# EXERCISE PROMPT
Gather each line in the rows below that contains the word "wall", and copy those lines unchanged.

# EXERCISE MATERIAL
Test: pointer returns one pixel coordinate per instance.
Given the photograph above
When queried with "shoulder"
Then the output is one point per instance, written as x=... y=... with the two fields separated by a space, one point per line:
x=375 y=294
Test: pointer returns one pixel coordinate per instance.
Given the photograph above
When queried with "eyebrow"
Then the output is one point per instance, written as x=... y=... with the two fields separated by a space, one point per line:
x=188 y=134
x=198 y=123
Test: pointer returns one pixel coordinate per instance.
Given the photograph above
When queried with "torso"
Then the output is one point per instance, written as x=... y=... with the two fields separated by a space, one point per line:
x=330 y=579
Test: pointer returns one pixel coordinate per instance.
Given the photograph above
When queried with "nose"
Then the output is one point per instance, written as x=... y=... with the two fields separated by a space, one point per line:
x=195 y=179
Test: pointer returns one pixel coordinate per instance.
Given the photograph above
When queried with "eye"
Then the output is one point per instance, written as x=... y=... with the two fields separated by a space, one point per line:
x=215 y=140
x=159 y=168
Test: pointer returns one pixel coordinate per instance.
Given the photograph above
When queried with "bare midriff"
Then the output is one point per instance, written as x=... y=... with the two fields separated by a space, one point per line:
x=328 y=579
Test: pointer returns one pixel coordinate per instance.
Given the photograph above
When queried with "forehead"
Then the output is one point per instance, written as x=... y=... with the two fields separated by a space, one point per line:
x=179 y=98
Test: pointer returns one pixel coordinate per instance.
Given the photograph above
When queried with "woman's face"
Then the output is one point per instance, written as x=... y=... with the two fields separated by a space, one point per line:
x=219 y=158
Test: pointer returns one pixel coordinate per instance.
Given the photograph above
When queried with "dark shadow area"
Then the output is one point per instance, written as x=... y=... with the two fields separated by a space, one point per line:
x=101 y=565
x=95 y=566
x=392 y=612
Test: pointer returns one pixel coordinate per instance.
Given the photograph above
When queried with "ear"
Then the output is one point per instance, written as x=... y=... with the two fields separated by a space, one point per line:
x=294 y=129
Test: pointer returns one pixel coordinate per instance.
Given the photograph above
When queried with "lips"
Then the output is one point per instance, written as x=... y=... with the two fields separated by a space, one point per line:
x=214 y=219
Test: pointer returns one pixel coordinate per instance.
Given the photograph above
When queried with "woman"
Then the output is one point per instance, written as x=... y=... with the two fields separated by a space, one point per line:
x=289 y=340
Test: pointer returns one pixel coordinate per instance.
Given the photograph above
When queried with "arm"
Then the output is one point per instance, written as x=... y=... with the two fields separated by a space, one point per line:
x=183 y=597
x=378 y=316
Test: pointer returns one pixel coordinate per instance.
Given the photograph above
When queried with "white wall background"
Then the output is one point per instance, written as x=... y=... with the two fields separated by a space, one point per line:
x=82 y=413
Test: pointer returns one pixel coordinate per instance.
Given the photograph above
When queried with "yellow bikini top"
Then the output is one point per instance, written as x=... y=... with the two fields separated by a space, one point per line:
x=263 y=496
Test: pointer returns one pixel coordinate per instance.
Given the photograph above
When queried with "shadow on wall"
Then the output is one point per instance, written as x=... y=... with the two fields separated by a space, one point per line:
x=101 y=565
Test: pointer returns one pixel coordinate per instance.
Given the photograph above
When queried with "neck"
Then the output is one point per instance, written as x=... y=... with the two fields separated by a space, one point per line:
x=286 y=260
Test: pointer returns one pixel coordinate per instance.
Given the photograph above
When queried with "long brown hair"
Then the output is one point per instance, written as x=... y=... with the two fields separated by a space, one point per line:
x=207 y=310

# THE COMPLETED TASK
When queried with "white wall background"
When queried with "shadow on wall"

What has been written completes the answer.